__REQUIRED ACTIONS__:
1/ In the SparkSQL grade-extraction notebook below, the exam-count output table cuts off many exam names with "...". List every exam name that appears there in full, each with its total.
2/ Extend the SparkSQL grade-extraction notebook below, picking up right after its final query on average and standard-deviation grades per exam.

__SELECTED EXCERPT__:
<<<<
Here we only have the important fields that we need, after enforcing a Schema on the JSON file. Now we can do SQL with the grades

## Extraction using SparkSQL

In [10]:
# Create a Temp Table
important_extracted_messages.registerTempTable('messages')
naive_extracted_messages.registerTempTable('questions')

In [11]:
spark.sql("select exam_name, count(exam_name) as total from messages group by exam_name order by total desc").show()

+--------------------+-----+
|           exam_name|total|
+--------------------+-----+
|        Learning Git|  394|
|Introduction to P...|  162|
|Introduction to J...|  158|
|Intermediate Pyth...|  158|
|Learning to Progr...|  128|
|Introduction to M...|  119|
|Software Architec...|  109|
|Beginning C# Prog...|   95|
|    Learning Eclipse|   85|
|Learning Apache M...|   80|
|Beginning Program...|   79|
|       Mastering Git|   77|
|Introduction to B...|   75|
|Advanced Machine ...|   67|
|Learning Linux Sy...|   59|
|JavaScript: The G...|   58|
|        Learning SQL|   57|
|Practical Java Pr...|   53|
|    HTML5 The Basics|   52|
|   Python Epiphanies|   51|
+--------------------+-----+
only showing top 20 rows



Using the JSON encoding and the tree structure, we can use SQL to extrat any values that we need inside the DataFrame. This last SQL command is the same extraction that I did using Pandas and dictionaries on the last Assignment, but in one line of code 

## Extracting the Grades for each assignment

In [12]:
spark.sql("select exam_name, round(avg((sequences.counts.correct)*100/(sequences.counts.total)),2) as avg_grades, \
            round(stddev((sequences.counts.correct)*100/(sequences.counts.total)),2) as std_grades \
           from messages group by exam_name order by avg_grades").show()
>>>>
__STORED DATA__:
<<<<
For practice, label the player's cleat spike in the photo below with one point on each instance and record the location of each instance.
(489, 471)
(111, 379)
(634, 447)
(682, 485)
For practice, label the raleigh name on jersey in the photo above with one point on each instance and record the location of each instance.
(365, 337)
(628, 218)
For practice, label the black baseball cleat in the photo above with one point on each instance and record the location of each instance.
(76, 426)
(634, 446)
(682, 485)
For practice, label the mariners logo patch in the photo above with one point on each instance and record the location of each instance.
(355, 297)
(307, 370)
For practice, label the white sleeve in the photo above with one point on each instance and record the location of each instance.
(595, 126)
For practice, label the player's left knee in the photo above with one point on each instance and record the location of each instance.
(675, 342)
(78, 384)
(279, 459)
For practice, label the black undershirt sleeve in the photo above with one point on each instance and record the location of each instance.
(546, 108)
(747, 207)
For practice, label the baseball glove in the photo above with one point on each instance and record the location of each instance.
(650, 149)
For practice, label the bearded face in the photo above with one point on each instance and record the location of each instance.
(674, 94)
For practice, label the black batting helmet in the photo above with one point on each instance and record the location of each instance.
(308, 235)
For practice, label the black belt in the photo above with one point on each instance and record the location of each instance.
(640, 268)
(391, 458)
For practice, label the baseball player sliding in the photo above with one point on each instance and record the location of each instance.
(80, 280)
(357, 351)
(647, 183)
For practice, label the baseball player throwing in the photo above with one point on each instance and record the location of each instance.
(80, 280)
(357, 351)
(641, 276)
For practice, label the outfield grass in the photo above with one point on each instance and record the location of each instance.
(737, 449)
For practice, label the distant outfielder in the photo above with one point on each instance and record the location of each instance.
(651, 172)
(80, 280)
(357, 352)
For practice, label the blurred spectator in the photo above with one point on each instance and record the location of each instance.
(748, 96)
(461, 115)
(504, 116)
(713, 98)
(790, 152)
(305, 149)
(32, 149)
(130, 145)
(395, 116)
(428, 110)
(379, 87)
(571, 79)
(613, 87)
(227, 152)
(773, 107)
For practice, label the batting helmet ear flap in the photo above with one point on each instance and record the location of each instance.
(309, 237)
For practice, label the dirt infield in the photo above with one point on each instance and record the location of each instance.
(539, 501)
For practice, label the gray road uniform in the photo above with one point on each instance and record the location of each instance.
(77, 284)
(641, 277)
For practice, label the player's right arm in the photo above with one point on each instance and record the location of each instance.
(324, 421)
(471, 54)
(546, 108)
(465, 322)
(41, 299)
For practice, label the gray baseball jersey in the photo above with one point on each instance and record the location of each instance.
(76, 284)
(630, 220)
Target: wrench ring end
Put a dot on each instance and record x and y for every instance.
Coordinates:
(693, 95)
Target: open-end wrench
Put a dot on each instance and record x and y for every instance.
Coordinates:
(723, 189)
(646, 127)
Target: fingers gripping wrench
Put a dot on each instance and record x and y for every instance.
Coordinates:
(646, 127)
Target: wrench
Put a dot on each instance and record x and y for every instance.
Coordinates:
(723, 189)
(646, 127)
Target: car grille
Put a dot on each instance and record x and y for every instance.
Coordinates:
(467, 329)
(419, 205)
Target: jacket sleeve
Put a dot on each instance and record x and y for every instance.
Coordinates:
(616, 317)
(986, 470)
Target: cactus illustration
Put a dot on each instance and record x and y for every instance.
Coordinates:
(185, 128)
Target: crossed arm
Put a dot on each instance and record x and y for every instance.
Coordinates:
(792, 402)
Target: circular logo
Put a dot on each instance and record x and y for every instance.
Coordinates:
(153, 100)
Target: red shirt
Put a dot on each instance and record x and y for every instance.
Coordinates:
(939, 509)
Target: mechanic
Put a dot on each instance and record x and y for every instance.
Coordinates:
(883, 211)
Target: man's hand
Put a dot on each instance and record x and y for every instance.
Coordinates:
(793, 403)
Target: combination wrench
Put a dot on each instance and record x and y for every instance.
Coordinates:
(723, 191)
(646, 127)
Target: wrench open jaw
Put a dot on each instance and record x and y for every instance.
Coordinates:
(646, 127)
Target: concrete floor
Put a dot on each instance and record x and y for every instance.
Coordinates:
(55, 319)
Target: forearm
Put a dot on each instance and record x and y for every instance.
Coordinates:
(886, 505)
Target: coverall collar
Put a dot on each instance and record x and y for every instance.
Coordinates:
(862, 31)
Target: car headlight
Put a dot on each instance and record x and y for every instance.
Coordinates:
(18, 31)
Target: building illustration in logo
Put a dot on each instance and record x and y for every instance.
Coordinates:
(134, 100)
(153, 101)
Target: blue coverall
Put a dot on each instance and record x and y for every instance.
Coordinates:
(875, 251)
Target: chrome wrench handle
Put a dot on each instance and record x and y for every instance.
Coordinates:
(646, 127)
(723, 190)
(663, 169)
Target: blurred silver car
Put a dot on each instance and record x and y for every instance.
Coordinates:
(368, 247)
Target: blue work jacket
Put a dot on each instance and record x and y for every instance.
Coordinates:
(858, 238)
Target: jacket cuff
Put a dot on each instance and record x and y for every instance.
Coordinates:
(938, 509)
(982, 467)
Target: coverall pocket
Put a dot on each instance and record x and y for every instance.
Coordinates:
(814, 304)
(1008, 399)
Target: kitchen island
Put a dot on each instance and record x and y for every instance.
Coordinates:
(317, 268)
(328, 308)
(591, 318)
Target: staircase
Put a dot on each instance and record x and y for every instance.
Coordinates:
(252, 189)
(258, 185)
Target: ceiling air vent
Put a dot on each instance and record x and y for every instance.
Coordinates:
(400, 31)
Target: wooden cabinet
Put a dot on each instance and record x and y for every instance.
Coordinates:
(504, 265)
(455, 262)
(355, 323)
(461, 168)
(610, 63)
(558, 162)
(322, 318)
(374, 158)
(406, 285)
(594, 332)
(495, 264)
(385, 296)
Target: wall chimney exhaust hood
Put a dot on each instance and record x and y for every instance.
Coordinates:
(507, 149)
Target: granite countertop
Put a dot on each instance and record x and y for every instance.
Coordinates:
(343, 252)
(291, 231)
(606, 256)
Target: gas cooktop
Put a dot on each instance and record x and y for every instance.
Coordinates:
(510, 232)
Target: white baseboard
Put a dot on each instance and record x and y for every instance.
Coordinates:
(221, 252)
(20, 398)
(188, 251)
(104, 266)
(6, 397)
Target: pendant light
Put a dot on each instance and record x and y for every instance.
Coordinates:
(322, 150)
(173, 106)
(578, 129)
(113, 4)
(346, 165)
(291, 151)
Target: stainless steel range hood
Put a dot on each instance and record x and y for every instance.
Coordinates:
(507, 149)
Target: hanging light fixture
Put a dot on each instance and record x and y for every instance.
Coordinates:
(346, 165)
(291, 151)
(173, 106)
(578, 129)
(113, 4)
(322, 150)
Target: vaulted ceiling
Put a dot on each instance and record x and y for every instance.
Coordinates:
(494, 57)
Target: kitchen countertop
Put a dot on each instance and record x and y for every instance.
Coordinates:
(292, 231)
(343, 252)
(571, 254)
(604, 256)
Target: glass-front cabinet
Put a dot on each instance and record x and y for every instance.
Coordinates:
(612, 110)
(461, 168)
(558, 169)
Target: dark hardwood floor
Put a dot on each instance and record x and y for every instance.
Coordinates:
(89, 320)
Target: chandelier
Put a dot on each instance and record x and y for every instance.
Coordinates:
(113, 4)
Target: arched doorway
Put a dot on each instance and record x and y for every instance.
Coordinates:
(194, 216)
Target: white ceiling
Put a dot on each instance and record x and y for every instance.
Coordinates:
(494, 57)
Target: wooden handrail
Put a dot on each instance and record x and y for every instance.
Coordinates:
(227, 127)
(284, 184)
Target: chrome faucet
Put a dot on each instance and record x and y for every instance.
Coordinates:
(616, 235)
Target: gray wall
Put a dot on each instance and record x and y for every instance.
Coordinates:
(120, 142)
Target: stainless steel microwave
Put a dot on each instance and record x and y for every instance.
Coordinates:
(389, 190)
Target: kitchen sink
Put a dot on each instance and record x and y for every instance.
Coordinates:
>>>>
__RESULTS__:
1/
Learning Git: 394
Learning Eclipse: 85
Mastering Git: 77
Learning SQL: 57
HTML5 The Basics: 52
Python Epiphanies: 51

2/
+--------------------+----------+----------+
|           exam_name|avg_grades|std_grades|
+--------------------+----------+----------+
|Example Exam For ...|      null|      null|
|Client-Side Data ...|      20.0|     28.28|
|       View Updating|      25.0|      50.0|
|Native Web Apps f...|      25.0|       NaN|
|Arduino Prototypi...|     33.33|     23.57|
|Mastering Advance...|     36.03|     32.68|
|           Nullology|      37.5|     51.75|
| Mastering Web Views|     41.67|     52.04|
|Building Web Serv...|     41.67|     28.87|
|Web & Native Work...|     41.67|     23.57|
|Cloud Computing W...|     42.65|     38.29|
|         Offline Web|     43.59|     34.39|
|Learning C# Best ...|     46.29|     26.02|
|Design Patterns i...|     46.67|     34.36|
|Software Architec...|     47.94|     28.29|
|  Learning Java EE 7|      48.0|     32.03|
|Data Visualizatio...|     49.19|     34.45|
|Being a Better In...|      50.0|     47.14|
|Learning Data Mod...|      50.0|     27.95|
|Learning 

This is the average grades for each course, in %. This type of statistic is very important for us to determine how our students are doing on their assignments, and later can be done dynamically. We also add the standard deviation. 

## Extract all the tables to HDFS

### Raw Data

In [14]:
raw_messages.write.parquet('/tmp/raw_data1')

### Naive Extracted JSON - for Data regarding the pool of Questions

In [15]:
a = naive_extracted_messages.select(explode(naive_extracted_messages.sequences))
b = a.select(explode(a.value))
questions = b.select(explode(b.col))
questions.show(5)

+---------------+-----+
|            key|value|
+---------------+-----+
|user_incomplete| true|
|    user_result| null|
| user_submitted| true|
|        options| null|
|   user_correct|false|
+---------------+-----+
only showing top 5 rows



In [16]:
questions.write.parquet('/tmp/questions_pool_data1')

To extract the question pool, we needed to break the maps created by the implied Schema. I did that using explode two times, and then store it as question pool

### Grades for each assignment by ID and by Course Name

In [17]:
#ID
grades_ID = spark.sql("select base_exam_id, (sequences.counts.correct)*100/(sequences.counts.total) as grades \
           from messages")
grades_ID.write.parquet('/tmp/grades_ID1')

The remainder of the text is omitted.